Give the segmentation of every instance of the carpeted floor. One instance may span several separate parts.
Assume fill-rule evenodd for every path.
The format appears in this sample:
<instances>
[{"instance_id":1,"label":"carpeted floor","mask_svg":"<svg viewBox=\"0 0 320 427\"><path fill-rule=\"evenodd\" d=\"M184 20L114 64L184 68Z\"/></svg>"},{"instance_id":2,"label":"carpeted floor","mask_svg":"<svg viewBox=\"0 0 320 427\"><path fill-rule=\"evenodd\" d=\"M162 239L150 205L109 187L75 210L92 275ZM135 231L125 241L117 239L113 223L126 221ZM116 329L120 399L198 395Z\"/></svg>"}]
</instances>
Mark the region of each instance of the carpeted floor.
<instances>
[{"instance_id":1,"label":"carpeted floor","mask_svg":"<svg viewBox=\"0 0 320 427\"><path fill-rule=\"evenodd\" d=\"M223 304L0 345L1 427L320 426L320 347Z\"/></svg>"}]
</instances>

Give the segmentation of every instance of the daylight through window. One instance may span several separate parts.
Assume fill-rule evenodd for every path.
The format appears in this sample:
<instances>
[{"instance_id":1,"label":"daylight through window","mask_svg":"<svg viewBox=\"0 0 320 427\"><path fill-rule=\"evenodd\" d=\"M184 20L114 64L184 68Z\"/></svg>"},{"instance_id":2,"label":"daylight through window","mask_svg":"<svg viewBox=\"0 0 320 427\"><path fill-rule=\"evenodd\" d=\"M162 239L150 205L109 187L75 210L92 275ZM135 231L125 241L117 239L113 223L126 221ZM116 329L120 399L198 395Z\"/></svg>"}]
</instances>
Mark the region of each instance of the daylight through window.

- What you should do
Copy all of the lines above word for word, with nothing changed.

- Task answer
Give the segmentation of every instance of the carpeted floor. One instance may span several separate parts.
Assume fill-rule evenodd for every path.
The format appears in this sample:
<instances>
[{"instance_id":1,"label":"carpeted floor","mask_svg":"<svg viewBox=\"0 0 320 427\"><path fill-rule=\"evenodd\" d=\"M184 20L114 64L184 68Z\"/></svg>"},{"instance_id":2,"label":"carpeted floor","mask_svg":"<svg viewBox=\"0 0 320 427\"><path fill-rule=\"evenodd\" d=\"M162 239L150 205L109 187L75 210L92 275ZM135 231L125 241L117 239L113 223L126 221ZM116 329L120 399L198 395Z\"/></svg>"}]
</instances>
Mark the region of each instance of the carpeted floor.
<instances>
[{"instance_id":1,"label":"carpeted floor","mask_svg":"<svg viewBox=\"0 0 320 427\"><path fill-rule=\"evenodd\" d=\"M223 304L0 345L1 427L320 426L320 347Z\"/></svg>"}]
</instances>

Give the segmentation of every instance of the daylight through window. One instance may span several separate parts.
Assume fill-rule evenodd for every path.
The format appears in this sample:
<instances>
[{"instance_id":1,"label":"daylight through window","mask_svg":"<svg viewBox=\"0 0 320 427\"><path fill-rule=\"evenodd\" d=\"M184 20L114 64L184 68Z\"/></svg>"},{"instance_id":2,"label":"daylight through window","mask_svg":"<svg viewBox=\"0 0 320 427\"><path fill-rule=\"evenodd\" d=\"M162 239L150 205L109 187L75 210L92 275ZM135 231L125 241L117 239L113 223L126 221ZM116 329L120 399L198 395Z\"/></svg>"}]
</instances>
Mark the region of each instance of the daylight through window.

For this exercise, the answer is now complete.